__AIM__. Rewrite everything below from the line containing "Place one marker on each instance of the clergy" down to the last line, requests included, and nothing else. Multiply each answer coordinate by 0.25 and round it to a whole number, rounding halves up.

__ENTRIES SHOWN__.
▬▬▬

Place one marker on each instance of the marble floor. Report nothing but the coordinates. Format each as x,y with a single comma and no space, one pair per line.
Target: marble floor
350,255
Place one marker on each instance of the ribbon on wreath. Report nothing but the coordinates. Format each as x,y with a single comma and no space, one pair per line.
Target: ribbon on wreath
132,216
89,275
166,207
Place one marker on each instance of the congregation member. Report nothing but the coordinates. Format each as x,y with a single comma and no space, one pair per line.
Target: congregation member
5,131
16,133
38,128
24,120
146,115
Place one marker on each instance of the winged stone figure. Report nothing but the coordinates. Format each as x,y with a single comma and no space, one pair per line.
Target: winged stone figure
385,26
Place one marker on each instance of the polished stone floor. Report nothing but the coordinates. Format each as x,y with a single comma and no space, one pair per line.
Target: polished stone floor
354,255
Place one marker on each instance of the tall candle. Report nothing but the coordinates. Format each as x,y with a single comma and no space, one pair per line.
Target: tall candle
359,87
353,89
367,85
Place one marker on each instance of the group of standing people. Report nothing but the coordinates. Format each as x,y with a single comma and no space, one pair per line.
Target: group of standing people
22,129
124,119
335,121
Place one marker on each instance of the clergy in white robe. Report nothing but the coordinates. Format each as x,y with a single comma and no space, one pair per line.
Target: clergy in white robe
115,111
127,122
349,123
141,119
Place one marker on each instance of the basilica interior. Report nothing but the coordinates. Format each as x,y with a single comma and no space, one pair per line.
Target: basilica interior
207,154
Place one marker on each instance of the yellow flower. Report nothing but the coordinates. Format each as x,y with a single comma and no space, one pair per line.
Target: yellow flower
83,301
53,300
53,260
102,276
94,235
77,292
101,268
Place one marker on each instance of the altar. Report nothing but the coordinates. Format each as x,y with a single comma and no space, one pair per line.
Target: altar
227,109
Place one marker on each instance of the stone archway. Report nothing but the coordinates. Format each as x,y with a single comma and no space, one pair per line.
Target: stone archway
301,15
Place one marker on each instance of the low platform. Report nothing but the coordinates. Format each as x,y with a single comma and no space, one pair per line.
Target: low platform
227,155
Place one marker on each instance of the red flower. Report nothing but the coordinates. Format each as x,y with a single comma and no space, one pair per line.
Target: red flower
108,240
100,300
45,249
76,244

▬▬▬

__SOLUTION__.
Place one marker on each instance of the clergy in white robe. Report nothing but the coordinates. Format each as x,y with a single comma and no space, one pair per line.
Target: clergy in white robe
29,28
32,31
87,31
35,30
Place one marker on each instance of the basilica interior. Report nothing but the coordinates. Format each as x,y with a single comma and no space, one pair per line.
Target: basilica interior
52,39
Place one marker on each instance of the yellow flower. Report nothing but the coordinates. Format each as x,y with a single comma and no space, one pair per line.
Target: yellow flower
21,75
13,75
13,65
26,69
24,59
19,73
25,67
Place one marker on each instance of the altar. Report nothing but the coordinates. Format each as x,y with a single comma and no space, one pair per line.
Target: altar
57,27
Place one marker on each instance of the stone archway. Report nothing but the coordinates. Format each as x,y with a single comma and no space, one pair per line.
Target: stone archway
75,4
Place one marker on each instance of the low platform. Report nothing but the coordinates. Format each as x,y with a single comma and no space, one pair per line.
Target: low platform
57,39
Place one marker on each instance of the red flower. Report nothing but the coordinates. Format each as x,y with a single comma and no space, one pair per line.
Target: red flower
27,60
25,75
11,62
19,61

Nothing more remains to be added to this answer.